++++ Source document
The Petroleum Industry in the Next 20 Years: Energy Transition and Security
Please permit me to stand on all existing protocols.
First, I want to thank the IPES for the opportunity to share my thoughts on this very pertinent subject, with your distinguished faculty, today’s graduands and their families, industry colleagues, and others here present at this induction ceremony and 20th anniversary celebration of the Institute of Petroleum and Energy Studies (IPES).
I give my warm congratulations to the Institute on attaining the remarkable milestone of your 20th anniversary. As I reflect on the Institute’s achievements over the past two decades, the impact of IPES on the Nigeria petroleum industry is clear, as well as the impact on the lives of those it has touched. Your contributions have helped shape the landscape of petroleum education, research, and capacity development. Hence, I look forward to the next 20 years of impactful contributions to our industry, our country and the world.
Today, we are here to unravel the complex narrative of the future of the petroleum industry and its critical role in the global energy matrix.
In my discourse, I will be talking about the intricate dance between energy demand and supply, energy transition, the key drivers and trends that will likely dominate the energy landscape of the next 20 years and beyond, what our imperatives should be from a Nigerian/ Sub-Sahara African (SSA) perspective in order to have a more robust energy system, and some of the attributes that will be seen in future industry leaders.
The Role of Petroleum in the Global Energy System
The global energy system has evolved over the past few centuries, with coal forming the bed rock of primary energy supply and transiting to a system that is dominated by petroleum.
With the discovery of petroleum in the 1850s, gas and petroleum products increasingly became the major source of global energy. Estimates from the 2023 Energy Institute Statistical Review indicate that for 2022, petroleum accounted for ca. 55% of global energy supply, followed by coal 27%, renewables 7%, hydro 7% and nuclear 4%.
Petroleum is the lifeblood of modern civilization. The transportation sector, consuming more than half of petroleum products, is the most visible testament to this fact. Roads, railways, air travel paths and waterways crisscrossing continents are the veins through which the lifeblood of commerce flows, fueled by petroleum.
Petrochemicals, comprising 17% of petroleum use in 2022, are less visible but equally vital, forming everything from plastics to chemicals and pharmaceuticals. Petroleum is found in items as diverse as footballs, bicycles, tires, electronics etc. In our homes, we are surrounded by and depend on products that contain petroleum – housepaint, trash bags, roofing, shoes, telephones, hair curlers, clothes and even crayons contain refined petroleum.
Historical and Future Energy Demand
Petroleum has catalyzed revolutions, built economies, and defined geopolitical landscapes. It is woven into our everyday life even though in the past decade, there has been increasing calls for a transition of the global energy system away from fossil sources (petroleum and coal) to non-fossil sources.
++++++++
++++ Extracted material
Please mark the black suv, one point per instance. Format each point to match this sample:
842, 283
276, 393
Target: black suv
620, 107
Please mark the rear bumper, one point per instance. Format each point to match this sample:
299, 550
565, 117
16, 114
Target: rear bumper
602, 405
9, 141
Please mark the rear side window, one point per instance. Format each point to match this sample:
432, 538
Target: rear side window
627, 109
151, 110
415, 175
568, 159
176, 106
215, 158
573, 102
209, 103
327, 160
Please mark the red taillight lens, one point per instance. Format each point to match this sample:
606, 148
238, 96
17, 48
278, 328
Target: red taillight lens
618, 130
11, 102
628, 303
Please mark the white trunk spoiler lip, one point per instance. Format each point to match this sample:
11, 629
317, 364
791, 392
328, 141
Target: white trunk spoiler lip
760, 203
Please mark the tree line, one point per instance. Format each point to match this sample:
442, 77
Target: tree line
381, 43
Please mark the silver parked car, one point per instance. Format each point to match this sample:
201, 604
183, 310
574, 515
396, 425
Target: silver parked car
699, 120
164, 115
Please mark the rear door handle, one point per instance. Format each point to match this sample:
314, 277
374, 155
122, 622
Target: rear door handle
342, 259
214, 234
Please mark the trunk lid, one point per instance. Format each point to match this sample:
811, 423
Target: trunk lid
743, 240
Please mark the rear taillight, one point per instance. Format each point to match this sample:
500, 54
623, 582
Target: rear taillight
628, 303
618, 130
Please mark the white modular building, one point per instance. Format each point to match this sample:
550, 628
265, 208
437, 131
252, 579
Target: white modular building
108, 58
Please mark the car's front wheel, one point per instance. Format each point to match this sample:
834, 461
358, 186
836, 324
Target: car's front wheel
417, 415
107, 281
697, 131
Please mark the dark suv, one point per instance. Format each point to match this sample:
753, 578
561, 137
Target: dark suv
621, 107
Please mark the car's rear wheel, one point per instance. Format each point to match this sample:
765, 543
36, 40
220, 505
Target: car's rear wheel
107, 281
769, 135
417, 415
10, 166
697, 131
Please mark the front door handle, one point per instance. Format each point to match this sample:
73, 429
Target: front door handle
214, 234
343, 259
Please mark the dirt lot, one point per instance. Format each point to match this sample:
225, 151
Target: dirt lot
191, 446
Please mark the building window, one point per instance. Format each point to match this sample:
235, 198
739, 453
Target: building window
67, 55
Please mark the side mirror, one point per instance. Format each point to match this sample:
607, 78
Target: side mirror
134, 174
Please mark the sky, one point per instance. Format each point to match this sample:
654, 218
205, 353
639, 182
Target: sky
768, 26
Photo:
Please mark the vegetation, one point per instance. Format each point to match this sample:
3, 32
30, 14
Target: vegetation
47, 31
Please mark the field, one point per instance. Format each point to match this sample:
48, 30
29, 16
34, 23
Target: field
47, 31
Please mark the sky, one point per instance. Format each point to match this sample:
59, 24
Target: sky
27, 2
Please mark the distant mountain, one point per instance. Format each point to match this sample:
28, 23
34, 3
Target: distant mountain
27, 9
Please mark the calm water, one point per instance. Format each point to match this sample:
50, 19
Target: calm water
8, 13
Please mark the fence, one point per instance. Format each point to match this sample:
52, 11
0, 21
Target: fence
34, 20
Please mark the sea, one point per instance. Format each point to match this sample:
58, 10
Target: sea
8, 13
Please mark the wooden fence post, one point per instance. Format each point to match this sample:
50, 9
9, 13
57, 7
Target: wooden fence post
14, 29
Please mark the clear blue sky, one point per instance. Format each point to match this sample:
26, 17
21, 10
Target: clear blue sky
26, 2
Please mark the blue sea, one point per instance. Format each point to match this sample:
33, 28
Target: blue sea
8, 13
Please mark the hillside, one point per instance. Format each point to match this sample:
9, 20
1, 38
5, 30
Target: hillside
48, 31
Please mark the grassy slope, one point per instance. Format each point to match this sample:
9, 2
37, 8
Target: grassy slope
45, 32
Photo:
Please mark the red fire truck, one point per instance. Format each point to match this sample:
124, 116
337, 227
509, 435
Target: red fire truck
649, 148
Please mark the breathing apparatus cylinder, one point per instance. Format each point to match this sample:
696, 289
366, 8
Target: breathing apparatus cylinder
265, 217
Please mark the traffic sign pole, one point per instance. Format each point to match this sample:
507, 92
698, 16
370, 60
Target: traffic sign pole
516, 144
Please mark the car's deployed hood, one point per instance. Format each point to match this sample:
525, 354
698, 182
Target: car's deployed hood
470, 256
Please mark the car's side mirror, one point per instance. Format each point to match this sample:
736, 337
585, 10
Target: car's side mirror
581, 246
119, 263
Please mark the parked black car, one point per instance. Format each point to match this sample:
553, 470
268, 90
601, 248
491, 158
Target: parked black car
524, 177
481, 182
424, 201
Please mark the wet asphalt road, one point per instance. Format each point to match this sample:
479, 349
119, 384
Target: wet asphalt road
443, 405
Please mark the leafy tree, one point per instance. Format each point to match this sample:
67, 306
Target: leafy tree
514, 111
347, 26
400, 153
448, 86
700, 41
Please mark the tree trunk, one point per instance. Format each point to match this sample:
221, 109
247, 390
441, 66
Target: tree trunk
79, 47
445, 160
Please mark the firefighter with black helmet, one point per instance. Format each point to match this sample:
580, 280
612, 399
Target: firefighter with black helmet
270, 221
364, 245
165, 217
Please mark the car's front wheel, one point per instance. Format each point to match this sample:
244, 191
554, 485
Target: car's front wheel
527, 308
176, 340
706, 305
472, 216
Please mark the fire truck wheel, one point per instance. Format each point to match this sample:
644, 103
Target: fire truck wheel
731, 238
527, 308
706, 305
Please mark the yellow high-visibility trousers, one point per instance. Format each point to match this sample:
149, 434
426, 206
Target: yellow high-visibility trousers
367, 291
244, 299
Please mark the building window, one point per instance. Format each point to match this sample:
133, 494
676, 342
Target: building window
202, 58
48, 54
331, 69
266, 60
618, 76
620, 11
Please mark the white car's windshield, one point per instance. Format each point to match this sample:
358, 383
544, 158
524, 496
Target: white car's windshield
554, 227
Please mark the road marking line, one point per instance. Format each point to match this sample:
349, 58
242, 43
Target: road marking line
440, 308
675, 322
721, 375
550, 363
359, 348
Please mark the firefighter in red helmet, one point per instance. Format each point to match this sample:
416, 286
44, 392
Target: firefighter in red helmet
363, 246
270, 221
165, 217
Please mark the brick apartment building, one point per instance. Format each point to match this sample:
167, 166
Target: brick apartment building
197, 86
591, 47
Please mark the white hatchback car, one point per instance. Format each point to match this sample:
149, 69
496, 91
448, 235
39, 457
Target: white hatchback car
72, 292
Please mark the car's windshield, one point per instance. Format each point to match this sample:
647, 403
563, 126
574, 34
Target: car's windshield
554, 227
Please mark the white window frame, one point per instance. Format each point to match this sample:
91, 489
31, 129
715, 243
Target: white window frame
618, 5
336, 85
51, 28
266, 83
++++++++
#### Complete the following:
A: List every energy source that the address on the petroleum industry gives a 2022 share of global energy supply for, along with its percentage.
B: From the address on the petroleum industry, output the stretch from "With the discovery" through "and nuclear 4%.".
C: Write the next part of the address on the petroleum industry, picking up after its last sentence.

#### Replies:
A:
- Petroleum: ca. 55%
- Coal: 27%
- Renewables: 7%
- Hydro: 7%
- Nuclear: 4%

B:
With the discovery of petroleum in the 1850s, gas and petroleum products increasingly became the major source of global energy. Estimates from the 2023 Energy Institute Statistical Review indicate that for 2022, petroleum accounted for ca. 55% of global energy supply, followed by coal 27%, renewables 7%, hydro 7% and nuclear 4%.

C:
Projections into 2050 spotlight a growing energy demand and an evolving energy mix. Future global energy demand is projected to grow by approximately 30% over the next 30 years. The growth in energy demand will be driven primarily by population growth, (currently 8bln, projected to grow to 10bln by 2050), urbanisation (currently at 56%, projected to grow to 70% by 2050), improvement in energy access (49% of SSA currently has no access to electricity) and economic growth. Nigeria, as you all recognise, typifies all these factors.
Given the realities of global energy demand – on one hand, considering the available fossil energy supply sources and infrastructure; and on the other hand, considering the nascency of the non-fossil energy sources, related complexities, capital requirement and technological innovation needed to build up this capacity; it is clear that petroleum will remain a key source of energy for the world for decades to come. Additionally, the non-fossil energy sources, comprising renewables and others, will also grow rapidly to meet this increasing global energy requirement.
So, the emerging energy system will not be fossil or non-fossil, it will be fossil and non-fossil, in a manner that carbon emissions are reduced, eliminated and/or captured.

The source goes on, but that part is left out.